:: Work task ::
Nothing should be left out when you copy the entries below.

:: Input records ::
========================================

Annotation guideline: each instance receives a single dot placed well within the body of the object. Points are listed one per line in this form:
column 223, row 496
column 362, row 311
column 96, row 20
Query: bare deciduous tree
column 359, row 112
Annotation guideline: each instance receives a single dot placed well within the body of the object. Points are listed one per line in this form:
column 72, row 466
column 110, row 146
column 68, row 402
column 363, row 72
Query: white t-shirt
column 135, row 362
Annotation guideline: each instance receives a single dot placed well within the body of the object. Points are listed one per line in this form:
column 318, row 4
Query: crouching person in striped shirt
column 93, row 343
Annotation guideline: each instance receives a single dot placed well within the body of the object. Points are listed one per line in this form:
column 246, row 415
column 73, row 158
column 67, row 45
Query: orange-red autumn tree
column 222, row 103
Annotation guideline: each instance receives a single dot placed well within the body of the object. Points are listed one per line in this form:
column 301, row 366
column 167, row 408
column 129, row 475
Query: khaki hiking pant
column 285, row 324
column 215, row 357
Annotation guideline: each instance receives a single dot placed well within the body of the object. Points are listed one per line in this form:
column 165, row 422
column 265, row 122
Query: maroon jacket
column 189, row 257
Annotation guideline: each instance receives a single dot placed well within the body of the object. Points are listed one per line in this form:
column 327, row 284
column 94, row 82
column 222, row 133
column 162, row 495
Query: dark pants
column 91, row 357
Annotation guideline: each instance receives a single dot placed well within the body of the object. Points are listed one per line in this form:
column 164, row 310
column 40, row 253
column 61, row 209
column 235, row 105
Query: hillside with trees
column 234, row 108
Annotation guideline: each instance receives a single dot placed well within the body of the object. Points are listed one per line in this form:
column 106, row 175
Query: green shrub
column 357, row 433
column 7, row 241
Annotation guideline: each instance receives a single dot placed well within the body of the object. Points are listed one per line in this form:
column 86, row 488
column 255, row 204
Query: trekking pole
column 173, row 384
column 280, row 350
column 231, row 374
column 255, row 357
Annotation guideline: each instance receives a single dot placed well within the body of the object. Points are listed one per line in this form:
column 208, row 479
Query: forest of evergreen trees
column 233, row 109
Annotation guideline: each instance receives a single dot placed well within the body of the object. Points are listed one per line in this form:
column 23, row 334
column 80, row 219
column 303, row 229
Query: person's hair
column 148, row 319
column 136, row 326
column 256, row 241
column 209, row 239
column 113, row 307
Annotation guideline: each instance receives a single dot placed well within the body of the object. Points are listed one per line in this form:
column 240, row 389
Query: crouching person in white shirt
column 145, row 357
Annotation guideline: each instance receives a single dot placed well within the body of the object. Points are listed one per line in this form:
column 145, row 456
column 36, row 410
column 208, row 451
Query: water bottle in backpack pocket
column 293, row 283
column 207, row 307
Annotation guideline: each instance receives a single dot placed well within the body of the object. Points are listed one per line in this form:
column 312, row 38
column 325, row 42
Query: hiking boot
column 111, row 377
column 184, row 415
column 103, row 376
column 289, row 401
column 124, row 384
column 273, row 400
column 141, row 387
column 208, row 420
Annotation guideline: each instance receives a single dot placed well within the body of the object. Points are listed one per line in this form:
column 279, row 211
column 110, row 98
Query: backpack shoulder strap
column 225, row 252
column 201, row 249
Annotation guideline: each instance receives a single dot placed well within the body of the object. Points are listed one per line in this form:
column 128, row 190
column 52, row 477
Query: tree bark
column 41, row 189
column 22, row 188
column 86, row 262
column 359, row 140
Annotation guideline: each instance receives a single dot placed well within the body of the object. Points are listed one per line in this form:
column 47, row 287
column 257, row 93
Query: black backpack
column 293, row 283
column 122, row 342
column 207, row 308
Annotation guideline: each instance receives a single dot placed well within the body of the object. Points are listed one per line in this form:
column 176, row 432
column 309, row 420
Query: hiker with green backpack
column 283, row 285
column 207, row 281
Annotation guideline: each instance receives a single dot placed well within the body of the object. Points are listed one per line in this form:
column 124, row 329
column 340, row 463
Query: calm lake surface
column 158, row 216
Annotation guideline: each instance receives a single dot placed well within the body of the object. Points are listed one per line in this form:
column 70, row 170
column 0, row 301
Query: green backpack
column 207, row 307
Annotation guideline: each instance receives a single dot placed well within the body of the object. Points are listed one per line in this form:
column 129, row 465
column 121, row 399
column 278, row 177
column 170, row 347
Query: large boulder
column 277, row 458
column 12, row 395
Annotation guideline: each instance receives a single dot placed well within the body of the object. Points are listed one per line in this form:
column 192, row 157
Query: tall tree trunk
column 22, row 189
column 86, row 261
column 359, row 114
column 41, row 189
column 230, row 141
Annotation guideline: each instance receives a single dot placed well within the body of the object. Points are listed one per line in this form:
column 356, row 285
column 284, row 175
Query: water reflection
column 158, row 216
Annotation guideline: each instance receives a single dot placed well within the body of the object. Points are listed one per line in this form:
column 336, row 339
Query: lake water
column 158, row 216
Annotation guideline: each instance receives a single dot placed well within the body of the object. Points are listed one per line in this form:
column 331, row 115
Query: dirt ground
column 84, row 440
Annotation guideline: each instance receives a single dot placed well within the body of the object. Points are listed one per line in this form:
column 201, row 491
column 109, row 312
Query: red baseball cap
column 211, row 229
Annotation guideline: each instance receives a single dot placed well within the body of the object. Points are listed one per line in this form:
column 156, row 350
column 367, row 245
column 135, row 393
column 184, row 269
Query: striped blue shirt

========================================

:: Response to this exercise ::
Annotation guideline: each instance receives a single dot placed well within the body of the object. Points are listed one per line in this form:
column 223, row 496
column 362, row 311
column 96, row 20
Query: bare deciduous tree
column 359, row 112
Annotation guideline: each instance receives a single dot placed well within the body of the object. Points are listed one per line in this form:
column 72, row 466
column 110, row 146
column 68, row 402
column 363, row 72
Query: white t-shirt
column 135, row 362
Annotation guideline: each instance receives a single dot placed well within the body of the object. Points are listed one per line in this form:
column 318, row 4
Query: crouching person in striped shirt
column 93, row 343
Annotation guideline: each instance receives a single dot placed well within the body of the object. Points are listed one per line in this form:
column 246, row 415
column 73, row 158
column 67, row 45
Query: orange-red autumn tree
column 222, row 103
Annotation guideline: each instance receives a single dot placed well within the body of the object. Points are listed one per line in this form:
column 301, row 366
column 167, row 408
column 129, row 475
Query: khaki hiking pant
column 285, row 324
column 215, row 357
Annotation guideline: each instance receives a single dot placed well within the body of the object. Points are listed one per line in this form:
column 165, row 422
column 265, row 122
Query: maroon jacket
column 189, row 257
Annotation guideline: each instance receives a single dot placed well within the body of the object. Points are listed one per line in this form:
column 327, row 284
column 94, row 82
column 222, row 133
column 162, row 495
Query: dark pants
column 91, row 357
Annotation guideline: each instance receives a single dot placed well within the body of the object. Points are listed one per line in this form:
column 164, row 310
column 40, row 253
column 61, row 209
column 235, row 105
Query: hillside with trees
column 234, row 108
Annotation guideline: each instance receives a single dot placed well within the body of the object. Points are listed one per line in this form:
column 106, row 175
Query: green shrub
column 357, row 433
column 7, row 241
Annotation guideline: each instance receives a single dot placed well within the body of the object. Points are listed one per line in this form:
column 86, row 488
column 255, row 204
Query: trekking pole
column 173, row 384
column 280, row 350
column 231, row 374
column 255, row 357
Annotation guideline: each instance receives a single dot placed well within the body of the object. Points are listed one per line in this form:
column 208, row 479
Query: forest of evergreen trees
column 233, row 109
Annotation guideline: each instance receives a single dot placed well within the body of the object. Points are listed one per line in this form:
column 23, row 334
column 80, row 219
column 303, row 229
Query: person's hair
column 148, row 319
column 136, row 326
column 256, row 241
column 209, row 239
column 113, row 307
Annotation guideline: each instance receives a single dot placed well within the body of the object. Points are listed one per line in this form:
column 240, row 389
Query: crouching person in white shirt
column 145, row 357
Annotation guideline: each instance receives a single dot placed well within the body of the object. Points are listed one per line in this form:
column 145, row 456
column 36, row 410
column 208, row 451
Query: water bottle in backpack pocket
column 293, row 283
column 207, row 307
Annotation guideline: each instance receives a single dot placed well within the body of the object. Points are listed one per line in this form:
column 312, row 38
column 325, row 42
Query: hiking boot
column 111, row 377
column 184, row 415
column 103, row 376
column 289, row 401
column 124, row 384
column 273, row 400
column 141, row 387
column 208, row 420
Annotation guideline: each instance receives a single dot placed well within the body of the object. Points are listed one per line in this form:
column 279, row 211
column 110, row 98
Query: backpack shoulder strap
column 225, row 252
column 201, row 249
Annotation guideline: each instance receives a single dot placed well within the body of the object. Points are listed one per line in this form:
column 128, row 190
column 52, row 477
Query: tree bark
column 41, row 189
column 22, row 188
column 86, row 262
column 359, row 140
Annotation guideline: each instance receives a single dot placed well within the body of the object. Points are listed one per line in this form:
column 47, row 287
column 257, row 93
Query: black backpack
column 293, row 283
column 122, row 342
column 207, row 308
Annotation guideline: each instance receives a single dot placed well within the body of the object. Points are listed one per line in this form:
column 176, row 432
column 309, row 420
Query: hiker with green backpack
column 283, row 285
column 207, row 281
Annotation guideline: each instance receives a single dot placed well within the body of the object. Points are listed one per line in this form:
column 124, row 329
column 340, row 463
Query: calm lake surface
column 158, row 216
Annotation guideline: each instance receives a single dot placed well within the body of the object. Points are listed one per line in this form:
column 70, row 170
column 0, row 301
Query: green backpack
column 207, row 307
Annotation guideline: each instance receives a single dot placed well within the body of the object. Points are listed one per line in this form:
column 129, row 465
column 121, row 399
column 278, row 177
column 170, row 347
Query: large boulder
column 277, row 458
column 12, row 395
Annotation guideline: each instance receives a single dot placed well within the body of the object. Points are listed one per line in this form:
column 192, row 157
Query: tall tree trunk
column 22, row 189
column 86, row 261
column 359, row 114
column 41, row 189
column 230, row 141
Annotation guideline: each instance receives a single dot placed well within the body of the object. Points are listed one per line in this form:
column 356, row 285
column 284, row 175
Query: water reflection
column 158, row 216
Annotation guideline: each instance receives a single dot placed well within the body of the object. Points are listed one per line in this form:
column 336, row 339
Query: lake water
column 158, row 216
Annotation guideline: each instance receives a single dot placed well within the body of the object. Points are listed one per line in this form:
column 331, row 115
Query: dirt ground
column 84, row 440
Annotation guideline: each instance receives a single dot placed well within the body of the object. Points are listed one per line in this form:
column 201, row 491
column 109, row 312
Query: red baseball cap
column 211, row 229
Annotation guideline: each instance receives a single dot placed well within the body of the object. Points are listed one per line in this form:
column 156, row 350
column 367, row 245
column 135, row 393
column 184, row 269
Query: striped blue shirt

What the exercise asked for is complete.